TASK OBJECTIVE
Rewrite every line from the one containing "Spot the stone arch" through the last of the rows, requests included, offsetting each x and y coordinate in the answers by -144.

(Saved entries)
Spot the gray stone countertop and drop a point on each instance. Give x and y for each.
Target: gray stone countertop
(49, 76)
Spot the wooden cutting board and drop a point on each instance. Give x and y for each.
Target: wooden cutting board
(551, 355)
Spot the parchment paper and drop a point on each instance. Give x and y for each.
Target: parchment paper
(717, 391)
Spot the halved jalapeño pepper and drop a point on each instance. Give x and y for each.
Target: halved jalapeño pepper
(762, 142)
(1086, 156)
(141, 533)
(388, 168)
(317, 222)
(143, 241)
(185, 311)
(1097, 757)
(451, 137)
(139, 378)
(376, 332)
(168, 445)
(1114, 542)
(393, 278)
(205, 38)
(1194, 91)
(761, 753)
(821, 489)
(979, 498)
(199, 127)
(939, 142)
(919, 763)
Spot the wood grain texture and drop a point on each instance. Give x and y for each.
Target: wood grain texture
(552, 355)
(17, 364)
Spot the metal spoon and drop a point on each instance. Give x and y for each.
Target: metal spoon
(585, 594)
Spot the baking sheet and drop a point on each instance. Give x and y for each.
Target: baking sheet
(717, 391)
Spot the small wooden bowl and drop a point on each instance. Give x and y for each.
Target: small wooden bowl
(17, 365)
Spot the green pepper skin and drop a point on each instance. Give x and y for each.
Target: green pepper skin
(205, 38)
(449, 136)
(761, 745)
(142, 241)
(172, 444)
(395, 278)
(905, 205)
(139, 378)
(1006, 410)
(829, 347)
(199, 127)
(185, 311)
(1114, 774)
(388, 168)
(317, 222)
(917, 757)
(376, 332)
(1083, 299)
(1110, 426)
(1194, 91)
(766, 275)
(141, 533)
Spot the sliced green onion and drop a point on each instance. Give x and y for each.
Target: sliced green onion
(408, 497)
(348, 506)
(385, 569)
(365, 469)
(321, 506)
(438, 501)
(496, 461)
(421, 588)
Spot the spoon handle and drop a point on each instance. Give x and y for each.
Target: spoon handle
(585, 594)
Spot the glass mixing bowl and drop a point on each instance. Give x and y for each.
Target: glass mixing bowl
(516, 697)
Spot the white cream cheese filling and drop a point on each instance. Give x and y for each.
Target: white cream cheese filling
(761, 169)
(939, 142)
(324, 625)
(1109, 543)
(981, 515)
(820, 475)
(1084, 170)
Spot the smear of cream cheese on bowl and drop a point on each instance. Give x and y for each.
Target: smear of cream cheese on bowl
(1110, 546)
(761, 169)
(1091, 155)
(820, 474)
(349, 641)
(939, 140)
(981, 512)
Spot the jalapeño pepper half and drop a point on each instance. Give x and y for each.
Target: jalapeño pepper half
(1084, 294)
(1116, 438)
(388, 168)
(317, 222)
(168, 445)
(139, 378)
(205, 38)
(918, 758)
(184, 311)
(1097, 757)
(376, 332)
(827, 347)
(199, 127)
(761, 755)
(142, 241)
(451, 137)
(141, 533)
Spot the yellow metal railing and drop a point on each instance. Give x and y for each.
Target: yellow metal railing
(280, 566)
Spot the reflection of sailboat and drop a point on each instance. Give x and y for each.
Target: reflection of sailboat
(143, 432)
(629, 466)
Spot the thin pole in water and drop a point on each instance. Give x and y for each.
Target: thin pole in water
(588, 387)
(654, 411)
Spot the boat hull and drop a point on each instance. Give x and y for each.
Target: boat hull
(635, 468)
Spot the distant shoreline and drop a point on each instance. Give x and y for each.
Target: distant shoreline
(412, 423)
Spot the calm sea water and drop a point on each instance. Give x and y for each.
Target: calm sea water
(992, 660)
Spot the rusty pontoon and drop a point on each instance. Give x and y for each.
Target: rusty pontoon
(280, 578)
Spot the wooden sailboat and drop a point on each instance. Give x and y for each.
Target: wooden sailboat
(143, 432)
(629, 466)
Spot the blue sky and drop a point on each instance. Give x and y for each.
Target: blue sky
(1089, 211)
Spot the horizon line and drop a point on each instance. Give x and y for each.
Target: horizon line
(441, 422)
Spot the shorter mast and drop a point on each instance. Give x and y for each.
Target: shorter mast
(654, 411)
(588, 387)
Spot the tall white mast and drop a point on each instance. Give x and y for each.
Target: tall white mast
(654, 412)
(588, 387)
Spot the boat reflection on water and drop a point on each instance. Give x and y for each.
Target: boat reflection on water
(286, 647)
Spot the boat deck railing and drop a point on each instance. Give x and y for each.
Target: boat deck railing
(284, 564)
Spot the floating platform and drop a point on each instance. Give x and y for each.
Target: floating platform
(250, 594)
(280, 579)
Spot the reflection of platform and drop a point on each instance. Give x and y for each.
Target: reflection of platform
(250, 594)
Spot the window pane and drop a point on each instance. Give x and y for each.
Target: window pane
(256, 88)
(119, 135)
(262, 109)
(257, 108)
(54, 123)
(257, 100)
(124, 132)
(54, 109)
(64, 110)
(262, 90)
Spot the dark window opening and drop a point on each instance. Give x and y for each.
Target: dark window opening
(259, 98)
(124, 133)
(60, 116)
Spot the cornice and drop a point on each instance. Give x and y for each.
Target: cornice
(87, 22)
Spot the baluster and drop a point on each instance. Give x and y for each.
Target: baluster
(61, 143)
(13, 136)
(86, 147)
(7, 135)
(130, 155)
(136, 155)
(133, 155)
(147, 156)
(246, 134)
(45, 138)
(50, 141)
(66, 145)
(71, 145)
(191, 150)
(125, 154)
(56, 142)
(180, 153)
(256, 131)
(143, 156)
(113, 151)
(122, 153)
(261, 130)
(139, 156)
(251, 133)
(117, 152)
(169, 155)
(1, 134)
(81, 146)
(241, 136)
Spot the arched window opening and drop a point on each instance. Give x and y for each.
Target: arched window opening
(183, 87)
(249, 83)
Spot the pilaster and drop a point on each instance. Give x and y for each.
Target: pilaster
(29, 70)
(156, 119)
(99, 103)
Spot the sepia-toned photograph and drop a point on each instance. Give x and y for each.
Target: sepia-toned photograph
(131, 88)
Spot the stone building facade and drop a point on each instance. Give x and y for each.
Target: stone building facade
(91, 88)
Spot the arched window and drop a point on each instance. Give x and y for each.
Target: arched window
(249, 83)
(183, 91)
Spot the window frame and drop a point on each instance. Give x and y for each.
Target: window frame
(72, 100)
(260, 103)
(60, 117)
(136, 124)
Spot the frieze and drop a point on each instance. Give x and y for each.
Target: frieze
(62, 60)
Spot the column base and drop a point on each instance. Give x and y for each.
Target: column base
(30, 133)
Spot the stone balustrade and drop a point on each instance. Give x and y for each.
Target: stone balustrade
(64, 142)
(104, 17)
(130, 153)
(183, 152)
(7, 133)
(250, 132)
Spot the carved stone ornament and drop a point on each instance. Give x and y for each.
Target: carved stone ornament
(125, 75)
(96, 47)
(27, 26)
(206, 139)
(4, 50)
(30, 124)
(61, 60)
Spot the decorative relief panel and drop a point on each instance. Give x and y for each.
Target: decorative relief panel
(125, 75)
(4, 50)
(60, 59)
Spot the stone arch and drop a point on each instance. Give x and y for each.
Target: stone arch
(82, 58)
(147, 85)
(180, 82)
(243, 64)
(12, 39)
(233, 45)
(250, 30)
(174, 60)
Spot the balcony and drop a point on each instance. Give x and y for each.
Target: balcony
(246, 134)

FINISHED TASK
Spot the stone arch and drop a point on each instance. Give x and y for each.
Target: stone arch
(-62, -86)
(3, -59)
(36, -62)
(99, -80)
(-132, -105)
(89, -99)
(106, -114)
(30, -84)
Spot the balcony and drop a point on each instance. Give x and y for each.
Target: balcony
(102, -10)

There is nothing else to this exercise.